INSTRUCTIONS TO FOLLOW:
Set down all of the records exactly, leaving none out.

[Stored data entries]
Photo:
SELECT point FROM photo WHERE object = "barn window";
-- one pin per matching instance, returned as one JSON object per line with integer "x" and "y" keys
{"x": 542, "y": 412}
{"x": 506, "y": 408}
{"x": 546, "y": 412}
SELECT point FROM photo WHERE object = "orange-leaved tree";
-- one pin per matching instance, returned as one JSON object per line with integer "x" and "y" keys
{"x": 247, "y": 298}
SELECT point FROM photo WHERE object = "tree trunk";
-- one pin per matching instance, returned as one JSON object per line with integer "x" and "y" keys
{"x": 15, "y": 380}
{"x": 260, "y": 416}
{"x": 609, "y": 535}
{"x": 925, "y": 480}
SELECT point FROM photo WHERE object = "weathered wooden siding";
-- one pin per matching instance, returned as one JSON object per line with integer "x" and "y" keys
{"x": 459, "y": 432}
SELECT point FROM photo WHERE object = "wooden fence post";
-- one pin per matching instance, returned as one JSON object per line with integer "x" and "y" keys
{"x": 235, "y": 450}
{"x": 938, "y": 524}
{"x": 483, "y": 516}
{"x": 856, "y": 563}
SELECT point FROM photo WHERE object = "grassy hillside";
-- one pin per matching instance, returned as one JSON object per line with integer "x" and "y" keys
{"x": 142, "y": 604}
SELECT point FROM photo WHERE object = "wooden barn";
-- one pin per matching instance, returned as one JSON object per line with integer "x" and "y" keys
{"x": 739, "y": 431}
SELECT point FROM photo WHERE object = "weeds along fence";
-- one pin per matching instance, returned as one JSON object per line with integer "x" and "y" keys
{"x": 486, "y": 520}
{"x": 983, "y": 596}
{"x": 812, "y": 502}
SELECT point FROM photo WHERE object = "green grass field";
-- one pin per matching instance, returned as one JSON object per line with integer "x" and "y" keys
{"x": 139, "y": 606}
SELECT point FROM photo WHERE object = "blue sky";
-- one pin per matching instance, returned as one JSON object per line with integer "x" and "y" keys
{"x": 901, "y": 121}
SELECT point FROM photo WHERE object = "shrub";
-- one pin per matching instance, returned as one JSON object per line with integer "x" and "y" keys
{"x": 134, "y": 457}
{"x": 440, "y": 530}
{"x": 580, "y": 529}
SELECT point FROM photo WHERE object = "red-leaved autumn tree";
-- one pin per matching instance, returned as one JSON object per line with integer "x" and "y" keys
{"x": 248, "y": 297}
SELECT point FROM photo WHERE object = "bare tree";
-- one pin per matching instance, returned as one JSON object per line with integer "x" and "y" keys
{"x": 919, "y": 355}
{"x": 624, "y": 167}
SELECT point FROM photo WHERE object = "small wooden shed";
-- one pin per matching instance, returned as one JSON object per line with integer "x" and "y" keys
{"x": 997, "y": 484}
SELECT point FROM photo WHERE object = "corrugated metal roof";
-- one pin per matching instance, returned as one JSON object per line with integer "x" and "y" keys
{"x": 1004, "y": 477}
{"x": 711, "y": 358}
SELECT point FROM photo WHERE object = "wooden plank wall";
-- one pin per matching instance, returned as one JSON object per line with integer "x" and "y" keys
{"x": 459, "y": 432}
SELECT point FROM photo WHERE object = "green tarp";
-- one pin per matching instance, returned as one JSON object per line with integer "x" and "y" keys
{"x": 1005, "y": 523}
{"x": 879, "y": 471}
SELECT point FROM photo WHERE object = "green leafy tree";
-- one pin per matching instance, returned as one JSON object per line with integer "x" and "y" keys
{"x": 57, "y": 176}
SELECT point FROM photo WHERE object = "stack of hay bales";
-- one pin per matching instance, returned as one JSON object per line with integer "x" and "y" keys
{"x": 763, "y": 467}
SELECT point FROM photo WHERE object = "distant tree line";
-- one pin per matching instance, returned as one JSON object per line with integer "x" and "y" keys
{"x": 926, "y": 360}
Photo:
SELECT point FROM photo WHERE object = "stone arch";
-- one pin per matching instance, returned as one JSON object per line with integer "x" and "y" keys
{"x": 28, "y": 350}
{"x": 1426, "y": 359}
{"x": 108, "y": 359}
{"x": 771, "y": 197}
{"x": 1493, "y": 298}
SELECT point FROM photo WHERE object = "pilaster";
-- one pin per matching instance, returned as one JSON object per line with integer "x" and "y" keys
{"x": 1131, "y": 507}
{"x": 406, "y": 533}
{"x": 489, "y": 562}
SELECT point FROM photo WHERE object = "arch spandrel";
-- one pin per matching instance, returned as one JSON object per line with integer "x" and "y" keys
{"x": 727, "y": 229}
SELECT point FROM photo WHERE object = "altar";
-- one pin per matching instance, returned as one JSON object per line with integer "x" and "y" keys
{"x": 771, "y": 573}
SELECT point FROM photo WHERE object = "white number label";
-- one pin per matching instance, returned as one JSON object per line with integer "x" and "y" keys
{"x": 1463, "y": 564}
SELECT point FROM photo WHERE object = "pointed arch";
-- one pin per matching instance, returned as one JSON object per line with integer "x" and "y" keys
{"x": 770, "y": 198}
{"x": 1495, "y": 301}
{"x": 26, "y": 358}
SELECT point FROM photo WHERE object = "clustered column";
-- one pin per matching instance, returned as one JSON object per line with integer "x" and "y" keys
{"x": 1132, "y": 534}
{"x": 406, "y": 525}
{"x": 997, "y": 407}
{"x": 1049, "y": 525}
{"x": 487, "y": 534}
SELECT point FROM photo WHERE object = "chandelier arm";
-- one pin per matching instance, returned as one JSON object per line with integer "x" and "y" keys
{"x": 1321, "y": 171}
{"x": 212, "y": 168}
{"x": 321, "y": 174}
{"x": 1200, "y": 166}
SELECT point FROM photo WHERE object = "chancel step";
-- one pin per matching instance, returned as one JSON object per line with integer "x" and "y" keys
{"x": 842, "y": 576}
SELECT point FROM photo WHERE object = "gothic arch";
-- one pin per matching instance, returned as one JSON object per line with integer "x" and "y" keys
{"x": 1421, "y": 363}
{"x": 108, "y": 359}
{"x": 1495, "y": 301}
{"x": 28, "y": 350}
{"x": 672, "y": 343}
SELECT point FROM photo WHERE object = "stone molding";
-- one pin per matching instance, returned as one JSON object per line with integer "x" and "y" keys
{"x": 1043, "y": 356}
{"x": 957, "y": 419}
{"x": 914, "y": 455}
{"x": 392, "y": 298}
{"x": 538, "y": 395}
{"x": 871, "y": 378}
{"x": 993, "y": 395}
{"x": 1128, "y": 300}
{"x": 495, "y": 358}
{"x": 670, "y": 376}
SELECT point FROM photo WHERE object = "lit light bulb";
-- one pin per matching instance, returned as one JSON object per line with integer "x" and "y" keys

RESULT OF THIS EXERCISE:
Photo:
SELECT point FROM photo WHERE object = "barn window";
-- one pin per matching instance, returned as one JSON object per line with integer "x" and "y" keys
{"x": 542, "y": 412}
{"x": 506, "y": 408}
{"x": 546, "y": 412}
SELECT point FROM photo WHERE object = "orange-leaved tree";
-- one pin per matching instance, returned as one JSON object per line with integer "x" and "y" keys
{"x": 247, "y": 298}
SELECT point FROM photo WHERE object = "tree trunk";
-- one pin per matching instance, returned as one JSON object per line with integer "x" and "y" keys
{"x": 15, "y": 380}
{"x": 260, "y": 416}
{"x": 609, "y": 535}
{"x": 925, "y": 480}
SELECT point FROM photo WHERE object = "weathered wooden siding";
-- one pin per matching instance, returned as one JSON object per line with integer "x" and "y" keys
{"x": 459, "y": 432}
SELECT point FROM photo WHERE object = "wooden fence post";
-- one pin per matching instance, returned as one JSON object per line with integer "x" and "y" keys
{"x": 235, "y": 450}
{"x": 938, "y": 524}
{"x": 483, "y": 516}
{"x": 856, "y": 563}
SELECT point FROM photo WHERE object = "grassy hillside";
-- one pin per matching instance, returned as one JSON object per line with integer "x" and "y" keys
{"x": 142, "y": 604}
SELECT point FROM photo WHERE object = "wooden barn";
-- one pin per matching instance, returned as one JSON object per line with integer "x" and "y" keys
{"x": 739, "y": 431}
SELECT point FROM photo WHERE object = "weeds along fence";
-- one pin per matching instance, returned as one JSON object per line with integer "x" and "y" keys
{"x": 486, "y": 520}
{"x": 983, "y": 596}
{"x": 812, "y": 502}
SELECT point FROM photo WHERE object = "green grass field";
-- one pin per matching instance, returned as one JSON object per line with integer "x" and "y" keys
{"x": 139, "y": 606}
SELECT point FROM photo WHERE object = "blue sky";
-- one pin per matching instance, returned as one JSON object per line with integer "x" and "y" keys
{"x": 901, "y": 121}
SELECT point FROM photo WHERE object = "shrub";
-- one pin per matching instance, returned as one JSON object per line with integer "x" and "y" keys
{"x": 134, "y": 457}
{"x": 440, "y": 530}
{"x": 580, "y": 529}
SELECT point FROM photo WHERE object = "red-leaved autumn tree";
-- one pin per matching instance, returned as one JSON object per line with integer "x" and "y" keys
{"x": 248, "y": 297}
SELECT point FROM photo WHERE object = "bare tree";
-- one pin per matching instance, returned as one JSON object per line with integer "x" and "y" keys
{"x": 919, "y": 355}
{"x": 624, "y": 167}
SELECT point FROM photo WHERE object = "small wooden shed";
-- one pin per matching instance, returned as one JSON object per line with integer "x" and "y" keys
{"x": 997, "y": 484}
SELECT point FROM photo WHERE object = "corrugated metal roof";
-- one pin per matching instance, returned as one JSON object per line with integer "x" and "y" keys
{"x": 1004, "y": 477}
{"x": 711, "y": 358}
SELECT point FROM photo WHERE object = "wooden plank wall";
-- one pin per matching instance, returned as one JSON object per line with integer "x" and "y" keys
{"x": 459, "y": 432}
SELECT point FROM photo WHERE object = "green tarp";
-- one pin per matching instance, returned as one JSON object per line with integer "x" and "y" keys
{"x": 1005, "y": 523}
{"x": 879, "y": 471}
SELECT point FROM photo WHERE object = "green leafy tree";
-- one pin per matching instance, returned as one JSON object per line with integer "x" and "y" keys
{"x": 57, "y": 176}
SELECT point FROM photo WHERE object = "stack of hay bales";
-- one pin per matching instance, returned as one JSON object per line with integer "x" and "y" keys
{"x": 763, "y": 467}
SELECT point FROM photo WHERE object = "distant tree line";
-- one pin per matching instance, returned as one JSON object per line with integer "x" and "y" keys
{"x": 926, "y": 360}
Photo:
SELECT point FROM photo WHERE object = "stone arch";
-- one pin per matching instance, returned as one JSON object per line with integer "x" and "y" keys
{"x": 28, "y": 350}
{"x": 1426, "y": 359}
{"x": 108, "y": 359}
{"x": 771, "y": 197}
{"x": 1493, "y": 298}
SELECT point FROM photo WHERE object = "pilaster";
-- one pin per matching instance, returned as one JSON object per line with integer "x" and "y" keys
{"x": 1131, "y": 507}
{"x": 406, "y": 533}
{"x": 489, "y": 562}
SELECT point FROM photo WHERE object = "arch spandrel";
-- one pin per matching instance, returned as one JSON object per line with integer "x" and "y" keys
{"x": 727, "y": 229}
SELECT point FROM photo WHERE object = "altar";
-- one pin per matching instance, returned as one JSON object per line with integer "x" and "y" keys
{"x": 771, "y": 573}
SELECT point FROM photo WHERE object = "white number label";
-- one pin per matching instance, returned as one JSON object per line with integer "x" and "y" keys
{"x": 1463, "y": 564}
SELECT point FROM photo WHERE object = "pointed arch";
-- one pin per matching instance, returned as one JSON object per line with integer "x" and "y" keys
{"x": 770, "y": 198}
{"x": 1495, "y": 301}
{"x": 26, "y": 358}
SELECT point FROM photo WHERE object = "clustered column";
-- one pin per matching instance, returned as one JSON object per line with integer "x" and "y" keys
{"x": 1132, "y": 534}
{"x": 406, "y": 525}
{"x": 997, "y": 407}
{"x": 1049, "y": 525}
{"x": 487, "y": 534}
SELECT point FROM photo WHERE object = "chandelier arm";
-- one pin per matching instance, returned as one JSON object per line with integer "x" and "y" keys
{"x": 1321, "y": 171}
{"x": 212, "y": 168}
{"x": 321, "y": 174}
{"x": 1200, "y": 166}
SELECT point FROM photo WHERE object = "chancel step";
-- one pin per matching instance, returned as one JSON object per line with integer "x" and "y" keys
{"x": 842, "y": 576}
SELECT point FROM photo WHERE object = "gothic arch";
-- one pin per matching instance, returned as one JSON object per line with integer "x" and "y" keys
{"x": 1421, "y": 363}
{"x": 108, "y": 359}
{"x": 1495, "y": 301}
{"x": 28, "y": 350}
{"x": 672, "y": 343}
SELECT point FROM photo WHERE object = "stone molding";
-- one pin per matching instance, returned as one JSON object per line with integer "x" and "y" keys
{"x": 1043, "y": 356}
{"x": 957, "y": 419}
{"x": 914, "y": 455}
{"x": 392, "y": 298}
{"x": 538, "y": 395}
{"x": 871, "y": 378}
{"x": 993, "y": 395}
{"x": 1128, "y": 300}
{"x": 495, "y": 358}
{"x": 670, "y": 376}
SELECT point FROM photo WHERE object = "lit light bulb";
-- one pin per matching instance, returned as one JSON object per line with integer "x" and "y" keys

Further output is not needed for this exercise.